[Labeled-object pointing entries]

╔══

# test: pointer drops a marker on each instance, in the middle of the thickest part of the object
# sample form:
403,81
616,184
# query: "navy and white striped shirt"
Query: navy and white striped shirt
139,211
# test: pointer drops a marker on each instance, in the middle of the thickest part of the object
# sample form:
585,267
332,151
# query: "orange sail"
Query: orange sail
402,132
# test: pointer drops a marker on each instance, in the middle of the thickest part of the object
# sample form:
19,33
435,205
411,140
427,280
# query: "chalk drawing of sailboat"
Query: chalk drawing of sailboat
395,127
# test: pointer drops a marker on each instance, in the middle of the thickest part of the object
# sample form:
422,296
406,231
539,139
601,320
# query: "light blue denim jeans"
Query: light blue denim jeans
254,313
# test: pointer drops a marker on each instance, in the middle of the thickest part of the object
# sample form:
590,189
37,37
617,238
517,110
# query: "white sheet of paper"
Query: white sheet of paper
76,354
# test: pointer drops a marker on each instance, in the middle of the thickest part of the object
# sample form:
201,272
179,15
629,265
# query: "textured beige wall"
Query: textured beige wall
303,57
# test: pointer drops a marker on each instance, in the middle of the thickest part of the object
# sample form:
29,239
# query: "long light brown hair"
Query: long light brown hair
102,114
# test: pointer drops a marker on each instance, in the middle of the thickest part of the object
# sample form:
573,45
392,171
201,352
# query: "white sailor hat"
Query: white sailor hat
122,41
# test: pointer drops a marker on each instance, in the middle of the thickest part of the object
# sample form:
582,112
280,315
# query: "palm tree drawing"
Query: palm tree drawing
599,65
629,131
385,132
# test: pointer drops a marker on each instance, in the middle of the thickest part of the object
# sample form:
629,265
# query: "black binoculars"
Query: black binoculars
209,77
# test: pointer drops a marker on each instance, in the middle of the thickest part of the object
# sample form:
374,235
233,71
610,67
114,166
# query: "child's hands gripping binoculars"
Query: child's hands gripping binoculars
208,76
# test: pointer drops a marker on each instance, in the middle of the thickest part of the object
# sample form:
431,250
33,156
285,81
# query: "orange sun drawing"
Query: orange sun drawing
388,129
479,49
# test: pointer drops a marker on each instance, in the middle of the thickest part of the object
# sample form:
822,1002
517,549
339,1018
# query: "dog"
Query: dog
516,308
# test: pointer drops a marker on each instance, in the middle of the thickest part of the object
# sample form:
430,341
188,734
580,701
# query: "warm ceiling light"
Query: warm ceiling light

╚══

# The problem
Reproduce every line of the material above exactly.

# Output of the exercise
# test: pointer drops a marker on each instance, in the middle of the thickest part of the object
# sample form:
403,81
616,184
# query: "navy and white striped shirt"
Query: navy and white striped shirt
139,211
# test: pointer drops a marker on each instance, in the middle of the thickest part of the object
# sample form:
585,267
332,151
# query: "orange sail"
Query: orange sail
402,132
# test: pointer drops a marker on each instance, in the middle of the thickest part of the object
# sample form:
19,33
435,205
411,140
427,280
# query: "chalk drawing of sailboat"
Query: chalk drawing of sailboat
395,127
# test: pointer drops a marker on each instance, in the middle of the thickest part of the object
# sample form:
422,296
406,231
539,139
601,320
# query: "light blue denim jeans"
Query: light blue denim jeans
254,313
# test: pointer drops a marker on each instance, in the middle of the thickest part of the object
# sample form:
590,189
37,37
617,238
517,110
# query: "white sheet of paper"
Query: white sheet of paper
76,354
# test: pointer drops a marker on each instance, in the middle of the thickest part of the object
# sample form:
201,272
179,15
629,265
# query: "textured beige wall"
Query: textured beige wall
303,57
# test: pointer drops a marker on each instance, in the middle of the thickest part of the object
# sample form:
29,239
# query: "long light brown hair"
Query: long light brown hair
102,114
# test: pointer drops a marker on each instance, in the middle of the thickest part of the object
# sample form:
573,45
392,171
201,352
# query: "white sailor hat"
Query: white sailor hat
122,41
# test: pointer drops a marker on each instance, in the middle of the thickest part of the object
# sample form:
582,112
280,315
# query: "palm tree drawing"
Query: palm tree drawing
599,65
629,131
385,132
# test: pointer drops a marker on each instance, in the middle of the thickest part of the object
# sample form:
629,265
# query: "black binoculars"
Query: black binoculars
209,77
# test: pointer drops a marker on each instance, in the middle of the thickest part of the object
# sample form:
374,235
233,71
610,67
114,166
# query: "child's hands gripping binoculars"
Query: child's hands gripping binoculars
208,76
# test: pointer drops a marker on each instance, in the middle of the thickest part of the object
# sample form:
431,250
33,156
285,81
# query: "orange sun drawing"
Query: orange sun drawing
388,129
479,49
# test: pointer drops a marker on each instance, in the middle of the thickest part of the object
# sample form:
822,1002
517,549
339,1018
# query: "dog"
Query: dog
516,308
# test: pointer drops a marker on each instance, in the middle of the thickest part of the object
# sample form:
430,341
188,734
580,701
# query: "warm ceiling light"
Query: warm ceiling light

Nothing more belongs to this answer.